Rule of thumb for financial success is to pay yourself 1st. That doesn't mean buying a car or frivolities, it means investing @ 1/4 of your pay. Put it in something that you can access, but not something that is easy to access. It will make you think 2x before you purchase anything.

OBTW, anyone who buys a car with that loan IMPO is foolish, since, many of the car companies are still giving very low int. rates.

Additionally, if you read the book Rich Dad, Poor Dad, they will tell you the fiscally smart people, buy nicer cars than the not so fiscally smart for the exact same price. The difference is they buy gently used.
 
The market just gave up all the gains for the day-what's new. I'm still having a hard time getting my head around investing borrowed money, but at least there seems to be a lot of work and thought put into the process. I did want to mention however, assuming 8% rates of return is extremely optimistic based upon the last decade. S&P Index 1520 -8/2000-1540-10/07-1193 currently. Obviously there are different entry points which would show different results. One of the main problems we are experiencing with our economy is the over inflated projections in regard to State Pension plans, coupled with no fiscal discipline -see CALPERS. I absolutely love the fact that these young men and women are beginning to invest, I just wish it was with non-borrowed money-IMHO.
 
These are, for the most part, 21-22 year old kids we are talking about, and many of them don't see the "investing for the future" picture at this stage of their life, which is not uncommon for anyone at that age.

Buying their first car (not necessarily a brand new Corvette or other new model sports sedan for the entire amount) is not the best choice, but using the loan to buy a used car is not necessarily a bad thing either.

━━━

[Set problem] Copy out the comments on investing and car loans word for word, starting with "OBTW, anyone who" and going on through "buy gently used.". The listing after this point is separate material with no connection to the comments on investing and car loans.

[Given information]
━━━

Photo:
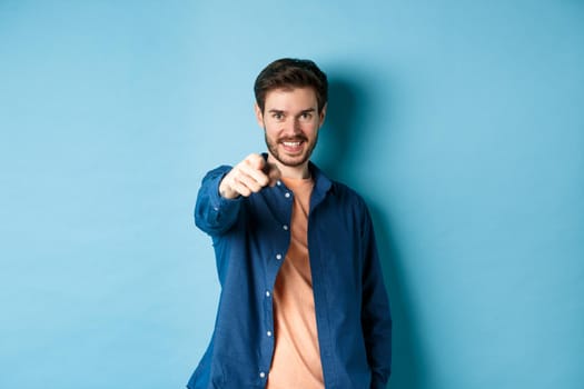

━━━

[Task answer]
OBTW, anyone who buys a car with that loan IMPO is foolish, since, many of the car companies are still giving very low int. rates.

Additionally, if you read the book Rich Dad, Poor Dad, they will tell you the fiscally smart people, buy nicer cars than the not so fiscally smart for the exact same price. The difference is they buy gently used.